§ **Problem to solve**: Set down exactly the lines below, from the one containing "Exercise. Mark every instance of the avocado and" through the final line, and include no others.

§ **Material supplied**:

■ ■ ■ ■ ■

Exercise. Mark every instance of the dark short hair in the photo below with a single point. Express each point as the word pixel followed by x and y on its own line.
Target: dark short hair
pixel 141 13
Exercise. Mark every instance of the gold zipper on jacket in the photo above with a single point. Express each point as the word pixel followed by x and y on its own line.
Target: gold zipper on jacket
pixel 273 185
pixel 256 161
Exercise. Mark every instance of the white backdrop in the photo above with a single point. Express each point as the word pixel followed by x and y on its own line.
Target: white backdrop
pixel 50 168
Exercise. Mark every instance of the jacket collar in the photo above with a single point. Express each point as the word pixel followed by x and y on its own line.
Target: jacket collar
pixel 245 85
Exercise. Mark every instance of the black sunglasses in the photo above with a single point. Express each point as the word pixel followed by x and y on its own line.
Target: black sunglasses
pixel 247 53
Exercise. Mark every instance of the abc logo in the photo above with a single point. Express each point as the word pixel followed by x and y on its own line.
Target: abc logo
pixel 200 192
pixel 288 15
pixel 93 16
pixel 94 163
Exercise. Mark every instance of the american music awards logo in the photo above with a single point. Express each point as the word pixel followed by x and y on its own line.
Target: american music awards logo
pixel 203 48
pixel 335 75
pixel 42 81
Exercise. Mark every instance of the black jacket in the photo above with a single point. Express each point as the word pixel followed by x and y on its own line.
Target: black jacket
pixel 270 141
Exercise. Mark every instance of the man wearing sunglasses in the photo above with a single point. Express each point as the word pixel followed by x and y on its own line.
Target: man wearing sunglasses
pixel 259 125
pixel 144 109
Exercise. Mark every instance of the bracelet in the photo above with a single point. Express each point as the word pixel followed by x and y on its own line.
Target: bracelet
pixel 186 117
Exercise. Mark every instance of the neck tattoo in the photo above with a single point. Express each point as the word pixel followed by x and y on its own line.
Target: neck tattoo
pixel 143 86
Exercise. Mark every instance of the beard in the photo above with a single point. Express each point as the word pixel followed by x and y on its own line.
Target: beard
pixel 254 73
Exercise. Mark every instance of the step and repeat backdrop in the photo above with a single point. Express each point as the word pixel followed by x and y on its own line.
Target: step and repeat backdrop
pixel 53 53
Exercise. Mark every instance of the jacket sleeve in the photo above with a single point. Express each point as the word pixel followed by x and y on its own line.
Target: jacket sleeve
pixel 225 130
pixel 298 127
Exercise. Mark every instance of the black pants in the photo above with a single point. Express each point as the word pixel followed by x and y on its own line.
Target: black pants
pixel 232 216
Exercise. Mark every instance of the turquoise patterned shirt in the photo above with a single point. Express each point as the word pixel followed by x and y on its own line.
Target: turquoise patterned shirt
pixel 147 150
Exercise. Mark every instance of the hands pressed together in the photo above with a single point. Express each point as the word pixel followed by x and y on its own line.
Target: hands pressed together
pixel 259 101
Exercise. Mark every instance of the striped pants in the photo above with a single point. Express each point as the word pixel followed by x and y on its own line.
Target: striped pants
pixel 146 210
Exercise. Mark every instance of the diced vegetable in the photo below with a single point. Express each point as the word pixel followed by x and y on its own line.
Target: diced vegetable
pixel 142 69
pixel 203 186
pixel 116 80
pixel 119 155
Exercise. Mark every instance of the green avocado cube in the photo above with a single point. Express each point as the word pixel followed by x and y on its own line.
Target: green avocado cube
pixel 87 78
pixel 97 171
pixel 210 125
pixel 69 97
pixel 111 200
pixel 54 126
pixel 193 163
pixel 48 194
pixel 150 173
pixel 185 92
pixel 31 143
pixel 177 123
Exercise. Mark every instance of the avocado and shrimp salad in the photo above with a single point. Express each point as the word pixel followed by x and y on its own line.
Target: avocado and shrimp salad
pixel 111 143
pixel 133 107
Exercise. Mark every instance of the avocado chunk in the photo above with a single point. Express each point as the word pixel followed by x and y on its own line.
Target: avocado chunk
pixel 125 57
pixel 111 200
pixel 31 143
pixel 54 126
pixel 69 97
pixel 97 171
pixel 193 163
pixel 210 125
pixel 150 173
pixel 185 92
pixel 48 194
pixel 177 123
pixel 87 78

■ ■ ■ ■ ■

§ **Response for this exercise**:
Exercise. Mark every instance of the avocado and shrimp salad in the photo above with a single point. Express each point as the word pixel followed by x and y on its own line.
Target: avocado and shrimp salad
pixel 111 143
pixel 133 107
Exercise. Mark every instance of the avocado chunk in the photo above with a single point. Express each point as the word pixel followed by x and y on its own line.
Target: avocado chunk
pixel 125 57
pixel 111 200
pixel 31 143
pixel 54 126
pixel 69 97
pixel 97 171
pixel 193 163
pixel 210 125
pixel 150 173
pixel 185 92
pixel 48 194
pixel 177 123
pixel 87 78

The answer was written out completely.